_Exercise instructions_
Below is a set of records; print all of them exactly as written.

Natural language region descriptions:
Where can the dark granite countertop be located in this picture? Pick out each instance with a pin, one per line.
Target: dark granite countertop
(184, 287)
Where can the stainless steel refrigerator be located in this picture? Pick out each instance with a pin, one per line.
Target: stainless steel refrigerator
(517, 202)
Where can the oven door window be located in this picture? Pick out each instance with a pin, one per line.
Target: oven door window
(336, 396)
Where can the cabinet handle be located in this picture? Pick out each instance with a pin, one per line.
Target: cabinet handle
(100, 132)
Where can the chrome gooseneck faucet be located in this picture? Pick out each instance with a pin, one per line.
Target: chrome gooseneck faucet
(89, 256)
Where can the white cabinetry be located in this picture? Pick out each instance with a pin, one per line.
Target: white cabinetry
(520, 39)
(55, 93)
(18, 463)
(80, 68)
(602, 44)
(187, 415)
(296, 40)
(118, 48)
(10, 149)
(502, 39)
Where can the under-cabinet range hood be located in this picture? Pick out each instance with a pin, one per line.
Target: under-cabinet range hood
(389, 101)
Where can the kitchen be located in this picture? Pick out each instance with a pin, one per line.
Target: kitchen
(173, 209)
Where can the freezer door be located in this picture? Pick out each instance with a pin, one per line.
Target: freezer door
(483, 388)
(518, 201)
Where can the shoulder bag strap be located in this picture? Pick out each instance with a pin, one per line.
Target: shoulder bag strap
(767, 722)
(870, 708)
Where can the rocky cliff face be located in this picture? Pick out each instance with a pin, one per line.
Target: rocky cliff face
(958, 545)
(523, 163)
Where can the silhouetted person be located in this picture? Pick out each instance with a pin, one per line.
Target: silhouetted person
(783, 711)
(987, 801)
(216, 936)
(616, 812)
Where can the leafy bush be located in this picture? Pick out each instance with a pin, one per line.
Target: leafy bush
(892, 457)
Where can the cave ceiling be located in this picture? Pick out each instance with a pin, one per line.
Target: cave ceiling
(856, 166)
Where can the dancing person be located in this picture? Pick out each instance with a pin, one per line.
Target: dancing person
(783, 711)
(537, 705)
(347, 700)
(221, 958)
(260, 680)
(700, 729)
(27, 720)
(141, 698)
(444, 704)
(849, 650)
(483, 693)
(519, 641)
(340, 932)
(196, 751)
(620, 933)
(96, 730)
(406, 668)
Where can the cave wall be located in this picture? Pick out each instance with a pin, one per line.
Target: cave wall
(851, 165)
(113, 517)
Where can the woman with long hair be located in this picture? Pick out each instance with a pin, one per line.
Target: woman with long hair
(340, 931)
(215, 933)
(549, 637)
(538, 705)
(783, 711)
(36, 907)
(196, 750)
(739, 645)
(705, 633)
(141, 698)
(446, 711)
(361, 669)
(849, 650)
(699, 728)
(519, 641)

_Expected answer_
Where can the dark granite countertop be located in this picture? Pick out each instance with a pin, one per line.
Target: dark granite countertop
(184, 287)
Where can the stainless steel refrigerator be located in this picture? Pick out each instance with a pin, one per line.
Target: stainless steel refrigerator
(517, 202)
Where can the oven door window be located in this picture? Pick out each instance with a pin, one per line.
Target: oven door window
(336, 396)
Where can the cabinet handle be located in this picture? Pick out each instance with a pin, one per line.
Target: cabinet handle
(100, 132)
Where can the chrome gooseneck faucet be located in this picture? Pick out each instance with a pin, one per line.
Target: chrome gooseneck faucet
(89, 256)
Where can the white cabinetry be located in this picture? Pick out each instance with a pin, one per line.
Target: white cabinetry
(520, 39)
(55, 93)
(18, 463)
(80, 68)
(602, 44)
(187, 415)
(296, 40)
(118, 48)
(10, 149)
(502, 39)
Where can the under-cabinet range hood be located in this picture? Pick out each instance with a pin, one per line.
Target: under-cabinet range hood
(389, 101)
Where can the kitchen be located in this picture? Pick out each instance with a pin, one per line.
Target: kitchen
(173, 209)
Where can the freezer door be located in this picture? Pick out each instance with a pin, one per line.
Target: freezer door
(483, 388)
(518, 201)
Where can the shoulder bag strap be located in this picture? Pick out each instance with a pin, one per line.
Target: shoulder bag strap
(767, 722)
(870, 708)
Where can the rocky cliff face be located in this picture? Pick out each instance with a pin, one per line.
Target: rocky cliff face
(958, 545)
(523, 163)
Where can the silhouetted person be located in this picture? Pick out each instance with a pin, one per line.
Target: silhouetted person
(783, 711)
(987, 801)
(216, 936)
(616, 812)
Where can the leafy bush be located in this picture? Pick out each instance with a pin, one per line.
Target: leafy bush
(892, 457)
Where can the cave ceiling be located in this picture? Pick out each instance with a pin, one per line.
Target: cave ceiling
(856, 166)
Where can the dancing person be located in this picture? Pick out each instance with a pin, one per line.
Target: dancing person
(783, 711)
(537, 705)
(347, 700)
(221, 958)
(260, 680)
(700, 729)
(27, 720)
(141, 698)
(444, 704)
(849, 650)
(483, 693)
(519, 641)
(340, 932)
(196, 751)
(620, 933)
(96, 730)
(406, 668)
Where can the cave wall be located in this picture? Pick out each instance with a pin, one per line.
Target: cave wall
(851, 165)
(113, 517)
Where can the woman with long hair be located in this picture? Pick out each instance with a pin, one per line.
Target: woman with long hair
(340, 931)
(215, 933)
(549, 637)
(538, 705)
(783, 711)
(36, 907)
(196, 750)
(739, 645)
(705, 633)
(141, 698)
(446, 711)
(361, 669)
(849, 650)
(699, 728)
(519, 641)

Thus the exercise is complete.